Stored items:
=== Section Start ===
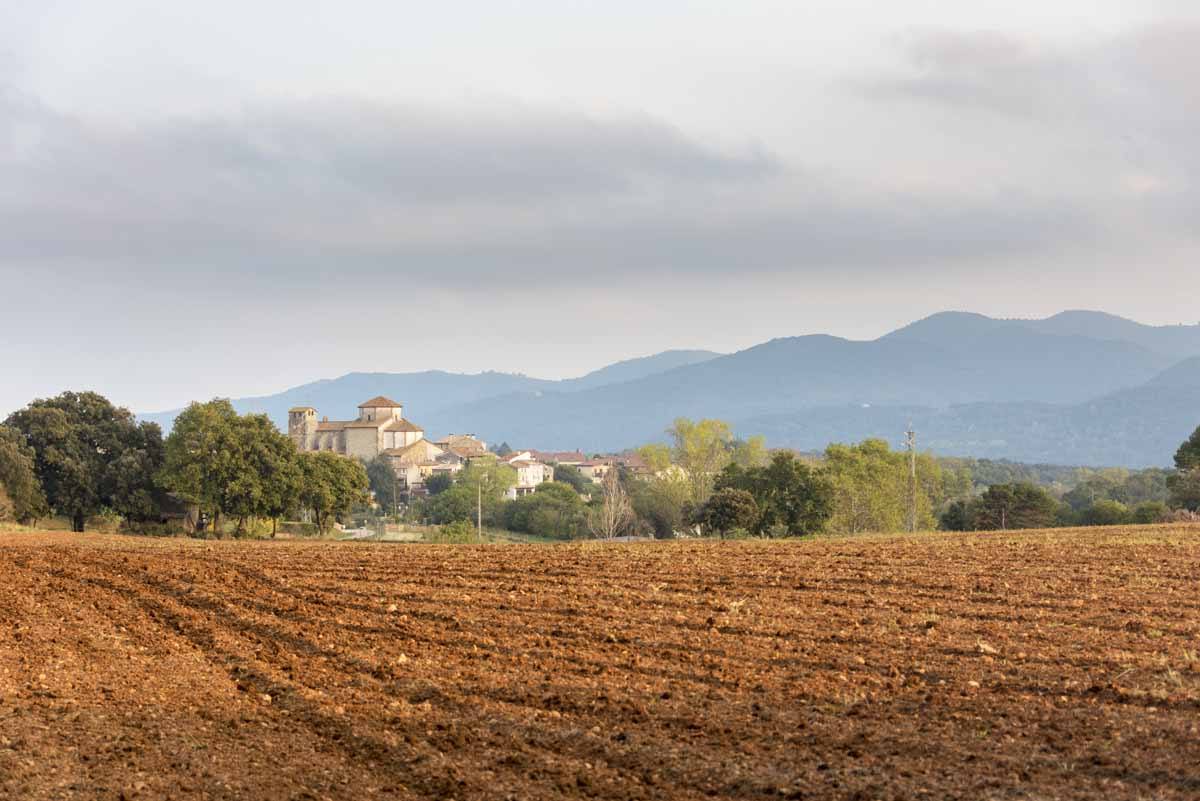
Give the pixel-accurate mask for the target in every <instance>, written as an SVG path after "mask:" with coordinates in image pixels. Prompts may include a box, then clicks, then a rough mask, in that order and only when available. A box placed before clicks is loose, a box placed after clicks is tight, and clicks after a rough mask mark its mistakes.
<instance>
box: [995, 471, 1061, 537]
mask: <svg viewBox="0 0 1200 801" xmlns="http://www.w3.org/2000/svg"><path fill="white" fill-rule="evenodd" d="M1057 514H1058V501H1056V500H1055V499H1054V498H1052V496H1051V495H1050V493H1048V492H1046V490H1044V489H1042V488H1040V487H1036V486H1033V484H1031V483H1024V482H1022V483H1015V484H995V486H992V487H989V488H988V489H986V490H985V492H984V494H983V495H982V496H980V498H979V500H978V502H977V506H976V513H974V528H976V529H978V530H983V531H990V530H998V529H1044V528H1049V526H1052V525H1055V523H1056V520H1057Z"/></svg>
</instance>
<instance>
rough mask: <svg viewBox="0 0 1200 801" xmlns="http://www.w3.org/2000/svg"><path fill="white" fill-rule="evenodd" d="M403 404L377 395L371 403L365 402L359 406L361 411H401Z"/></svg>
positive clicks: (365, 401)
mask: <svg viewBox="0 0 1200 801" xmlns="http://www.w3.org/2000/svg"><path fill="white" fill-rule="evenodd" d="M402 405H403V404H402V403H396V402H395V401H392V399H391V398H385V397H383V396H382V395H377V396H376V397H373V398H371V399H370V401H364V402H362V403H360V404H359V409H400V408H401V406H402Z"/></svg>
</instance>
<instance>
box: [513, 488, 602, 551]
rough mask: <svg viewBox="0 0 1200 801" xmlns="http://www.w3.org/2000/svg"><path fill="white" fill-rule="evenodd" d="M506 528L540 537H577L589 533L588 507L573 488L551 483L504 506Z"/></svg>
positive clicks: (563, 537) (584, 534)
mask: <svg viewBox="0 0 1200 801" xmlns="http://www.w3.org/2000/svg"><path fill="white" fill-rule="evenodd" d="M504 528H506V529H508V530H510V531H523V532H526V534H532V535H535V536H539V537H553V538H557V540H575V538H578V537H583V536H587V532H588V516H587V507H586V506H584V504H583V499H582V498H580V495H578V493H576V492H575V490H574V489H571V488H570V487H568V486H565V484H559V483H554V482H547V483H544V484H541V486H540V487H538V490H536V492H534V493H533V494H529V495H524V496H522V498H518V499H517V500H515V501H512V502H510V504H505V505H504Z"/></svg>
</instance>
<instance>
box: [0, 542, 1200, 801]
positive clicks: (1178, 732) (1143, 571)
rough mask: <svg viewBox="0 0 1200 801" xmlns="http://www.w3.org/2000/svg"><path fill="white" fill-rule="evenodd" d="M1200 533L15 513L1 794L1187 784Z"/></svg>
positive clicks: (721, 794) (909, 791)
=== Section End ===
=== Section Start ===
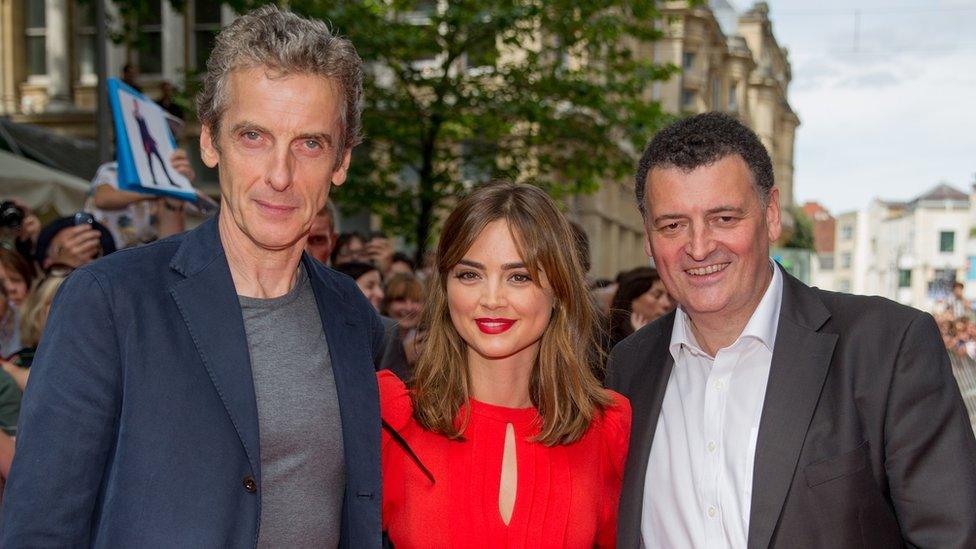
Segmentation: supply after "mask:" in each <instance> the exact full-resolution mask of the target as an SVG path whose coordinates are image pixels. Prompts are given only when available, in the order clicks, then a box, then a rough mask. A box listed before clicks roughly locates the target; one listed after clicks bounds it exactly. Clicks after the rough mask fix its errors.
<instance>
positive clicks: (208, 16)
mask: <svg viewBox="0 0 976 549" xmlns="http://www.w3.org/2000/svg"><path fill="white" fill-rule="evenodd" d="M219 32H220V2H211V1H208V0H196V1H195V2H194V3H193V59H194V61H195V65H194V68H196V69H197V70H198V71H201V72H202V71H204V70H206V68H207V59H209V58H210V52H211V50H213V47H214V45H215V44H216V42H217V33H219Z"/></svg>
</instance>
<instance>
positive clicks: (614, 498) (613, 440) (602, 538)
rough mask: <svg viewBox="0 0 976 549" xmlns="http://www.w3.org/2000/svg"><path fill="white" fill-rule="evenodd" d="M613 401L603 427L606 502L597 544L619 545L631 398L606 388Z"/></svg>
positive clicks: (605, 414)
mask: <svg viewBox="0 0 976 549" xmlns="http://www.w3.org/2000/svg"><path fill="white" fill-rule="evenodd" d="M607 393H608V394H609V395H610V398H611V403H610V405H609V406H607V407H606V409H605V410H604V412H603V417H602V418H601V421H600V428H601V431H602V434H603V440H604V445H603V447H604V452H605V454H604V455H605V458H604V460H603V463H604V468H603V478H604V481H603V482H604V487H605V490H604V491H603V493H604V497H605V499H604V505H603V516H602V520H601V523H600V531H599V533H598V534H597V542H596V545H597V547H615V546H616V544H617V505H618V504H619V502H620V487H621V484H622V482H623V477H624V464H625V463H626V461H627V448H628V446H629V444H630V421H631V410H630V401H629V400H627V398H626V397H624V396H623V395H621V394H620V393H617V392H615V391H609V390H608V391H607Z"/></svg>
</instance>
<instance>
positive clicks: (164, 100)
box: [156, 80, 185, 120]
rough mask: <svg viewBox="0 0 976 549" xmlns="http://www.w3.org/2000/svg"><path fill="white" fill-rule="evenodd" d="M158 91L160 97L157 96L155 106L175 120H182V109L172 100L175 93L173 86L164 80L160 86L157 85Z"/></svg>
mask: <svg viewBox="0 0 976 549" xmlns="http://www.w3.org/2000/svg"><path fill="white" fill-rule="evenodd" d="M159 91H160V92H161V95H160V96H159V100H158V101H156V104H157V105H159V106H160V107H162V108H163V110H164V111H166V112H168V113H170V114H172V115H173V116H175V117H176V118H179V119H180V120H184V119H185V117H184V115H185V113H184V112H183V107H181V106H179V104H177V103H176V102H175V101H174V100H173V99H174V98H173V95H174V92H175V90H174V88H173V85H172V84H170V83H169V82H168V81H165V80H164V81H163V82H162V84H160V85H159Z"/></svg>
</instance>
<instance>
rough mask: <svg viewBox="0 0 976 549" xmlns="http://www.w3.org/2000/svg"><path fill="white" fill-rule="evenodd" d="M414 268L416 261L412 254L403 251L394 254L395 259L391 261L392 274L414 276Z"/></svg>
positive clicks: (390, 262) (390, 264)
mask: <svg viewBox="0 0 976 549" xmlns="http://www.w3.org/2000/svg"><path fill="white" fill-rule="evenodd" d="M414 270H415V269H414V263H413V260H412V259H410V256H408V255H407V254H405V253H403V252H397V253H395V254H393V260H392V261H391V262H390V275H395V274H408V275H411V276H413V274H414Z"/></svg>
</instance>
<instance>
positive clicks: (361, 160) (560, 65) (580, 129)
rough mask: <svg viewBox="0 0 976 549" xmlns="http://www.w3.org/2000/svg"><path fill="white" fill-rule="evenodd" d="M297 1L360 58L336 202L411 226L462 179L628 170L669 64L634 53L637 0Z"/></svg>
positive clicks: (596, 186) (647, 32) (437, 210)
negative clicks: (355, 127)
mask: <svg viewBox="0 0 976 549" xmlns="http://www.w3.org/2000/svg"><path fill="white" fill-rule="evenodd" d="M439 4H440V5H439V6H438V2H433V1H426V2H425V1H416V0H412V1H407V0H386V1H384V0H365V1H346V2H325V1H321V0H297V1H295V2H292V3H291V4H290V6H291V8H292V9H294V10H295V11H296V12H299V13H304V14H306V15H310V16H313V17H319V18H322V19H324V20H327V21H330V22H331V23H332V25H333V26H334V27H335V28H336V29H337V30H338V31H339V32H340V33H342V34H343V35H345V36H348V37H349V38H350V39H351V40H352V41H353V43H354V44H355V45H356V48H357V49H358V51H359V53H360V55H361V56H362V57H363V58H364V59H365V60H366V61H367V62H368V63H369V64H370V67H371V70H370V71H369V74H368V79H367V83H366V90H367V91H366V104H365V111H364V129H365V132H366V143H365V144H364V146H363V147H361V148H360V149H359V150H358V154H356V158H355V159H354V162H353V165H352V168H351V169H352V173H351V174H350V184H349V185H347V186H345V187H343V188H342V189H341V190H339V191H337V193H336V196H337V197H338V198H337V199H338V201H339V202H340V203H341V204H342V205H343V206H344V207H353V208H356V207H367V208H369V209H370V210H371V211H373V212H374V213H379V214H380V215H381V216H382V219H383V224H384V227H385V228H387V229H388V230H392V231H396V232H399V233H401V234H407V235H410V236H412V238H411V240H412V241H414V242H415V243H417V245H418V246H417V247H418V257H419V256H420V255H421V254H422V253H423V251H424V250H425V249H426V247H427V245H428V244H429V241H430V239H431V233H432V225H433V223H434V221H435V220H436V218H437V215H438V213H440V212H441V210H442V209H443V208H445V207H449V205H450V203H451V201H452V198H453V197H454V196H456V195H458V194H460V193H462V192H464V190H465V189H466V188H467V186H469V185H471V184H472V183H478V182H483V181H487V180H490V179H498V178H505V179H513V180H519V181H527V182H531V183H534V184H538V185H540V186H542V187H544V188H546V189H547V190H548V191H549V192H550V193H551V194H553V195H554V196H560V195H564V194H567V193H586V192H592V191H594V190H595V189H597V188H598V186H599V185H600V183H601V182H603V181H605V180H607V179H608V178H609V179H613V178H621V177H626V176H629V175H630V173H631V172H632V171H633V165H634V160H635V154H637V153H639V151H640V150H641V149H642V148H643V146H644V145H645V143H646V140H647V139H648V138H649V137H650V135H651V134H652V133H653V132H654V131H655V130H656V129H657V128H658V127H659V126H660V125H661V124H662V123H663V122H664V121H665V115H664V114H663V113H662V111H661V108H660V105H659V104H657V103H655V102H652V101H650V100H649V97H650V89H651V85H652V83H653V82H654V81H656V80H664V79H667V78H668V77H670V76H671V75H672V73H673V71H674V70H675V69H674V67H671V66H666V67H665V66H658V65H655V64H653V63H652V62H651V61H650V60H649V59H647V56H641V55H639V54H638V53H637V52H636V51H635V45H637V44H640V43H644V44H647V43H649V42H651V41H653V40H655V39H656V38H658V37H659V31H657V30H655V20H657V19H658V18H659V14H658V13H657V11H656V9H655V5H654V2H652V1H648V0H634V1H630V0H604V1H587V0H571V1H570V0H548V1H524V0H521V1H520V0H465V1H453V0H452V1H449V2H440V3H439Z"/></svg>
=== Section End ===
(Instructions for the task) Please copy out the lines of the data above, starting at the line that contains "Give the pixel-accurate" and ending at the line that contains "box: [995, 471, 1061, 537]", including both of those lines.

(Output of the task)
Give the pixel-accurate mask for the target in every <instance>, written as an SVG path after "mask:" with coordinates in image pixels. Prompts may include a box, then clicks, then a rough mask, in that order and only when available. A box placed before clicks is loose, a box placed after clicks is tight, and clicks after a rough mask mark its mistakes.
<instance>
box: [995, 471, 1061, 537]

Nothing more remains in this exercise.